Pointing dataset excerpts
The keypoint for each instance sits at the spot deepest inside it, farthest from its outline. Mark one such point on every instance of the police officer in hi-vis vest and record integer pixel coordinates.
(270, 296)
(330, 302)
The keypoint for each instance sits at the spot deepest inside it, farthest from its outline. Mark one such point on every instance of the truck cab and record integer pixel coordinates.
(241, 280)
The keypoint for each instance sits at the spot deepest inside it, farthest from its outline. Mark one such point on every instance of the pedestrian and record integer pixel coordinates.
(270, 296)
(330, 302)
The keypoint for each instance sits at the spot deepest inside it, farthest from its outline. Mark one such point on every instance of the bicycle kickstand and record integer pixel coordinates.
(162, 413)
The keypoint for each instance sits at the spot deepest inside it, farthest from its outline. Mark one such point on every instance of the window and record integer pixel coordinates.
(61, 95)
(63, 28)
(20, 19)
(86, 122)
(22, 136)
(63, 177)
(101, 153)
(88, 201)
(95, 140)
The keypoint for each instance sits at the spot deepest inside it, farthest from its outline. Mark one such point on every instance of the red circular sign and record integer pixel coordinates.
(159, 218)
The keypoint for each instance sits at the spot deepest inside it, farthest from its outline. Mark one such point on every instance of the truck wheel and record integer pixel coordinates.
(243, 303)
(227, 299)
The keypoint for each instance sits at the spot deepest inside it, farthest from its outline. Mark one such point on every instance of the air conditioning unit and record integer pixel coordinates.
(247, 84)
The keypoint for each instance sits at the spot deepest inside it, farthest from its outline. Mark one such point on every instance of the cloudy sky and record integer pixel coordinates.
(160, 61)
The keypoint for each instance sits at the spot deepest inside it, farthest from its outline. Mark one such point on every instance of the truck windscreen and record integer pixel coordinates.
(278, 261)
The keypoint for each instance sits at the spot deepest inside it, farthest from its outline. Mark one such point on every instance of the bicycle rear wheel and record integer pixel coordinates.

__INSTRUCTIONS FOR THE TASK__: Output the items above as a JSON list of strings, one string per line, leaving out blank lines.

__TASK OUTPUT__:
[
  "The keypoint for each instance sits at the spot deepest inside it, farthest from its outline. Mark one such point on every instance of the police officer in hi-vis vest and record integer pixel coordinates.",
  "(270, 296)",
  "(330, 302)",
  "The keypoint for each instance sits at the spot deepest inside it, farthest from its outline. Mark one such point on every instance of the truck cab and record integer pixel coordinates.",
  "(241, 280)",
  "The keypoint for each instance sits at the spot deepest inside it, farthest from its outline. Mark one such point on every instance of the pedestrian and record integer pixel coordinates.",
  "(270, 296)",
  "(330, 302)",
  "The keypoint for each instance sits at the spot deepest inside it, farthest from its outline. Mark one such point on every instance of the bicycle kickstand and record integer pixel coordinates.",
  "(162, 413)",
  "The keypoint for each instance sits at the spot deepest inside it, farthest from its outline. Mark one such point on every instance of the window and record integer pixel coordinates.",
  "(61, 95)",
  "(63, 28)",
  "(20, 19)",
  "(86, 122)",
  "(22, 136)",
  "(63, 177)",
  "(101, 153)",
  "(88, 201)",
  "(95, 140)",
  "The keypoint for each instance sits at the spot deepest inside it, farthest from its outline. Mark one such point on every instance of the red circular sign and record integer pixel coordinates.",
  "(159, 218)",
  "The keypoint for each instance sits at the spot deepest inside it, farthest from its outline. Mark one such point on every instance of the truck wheel and record integer pixel coordinates.",
  "(243, 303)",
  "(227, 299)",
  "The keypoint for each instance sits at the spot deepest inside it, farthest from its outline. Mark one such point on every instance of the air conditioning unit and record integer pixel coordinates.",
  "(247, 84)",
  "The keypoint for each instance sits at the spot deepest inside it, farthest from its outline. Mark one such point on every instance of the cloudy sky and record integer pixel coordinates.",
  "(160, 61)",
  "The keypoint for each instance sits at the spot deepest inside it, farthest from its outline. Mark one such point on every instance of the truck windscreen and record integer pixel coordinates.",
  "(278, 261)",
  "The keypoint for each instance sits at the spot deepest inside it, farthest from its outline. Mark one such point on every instance of the bicycle rear wheel and record integer pixel coordinates."
]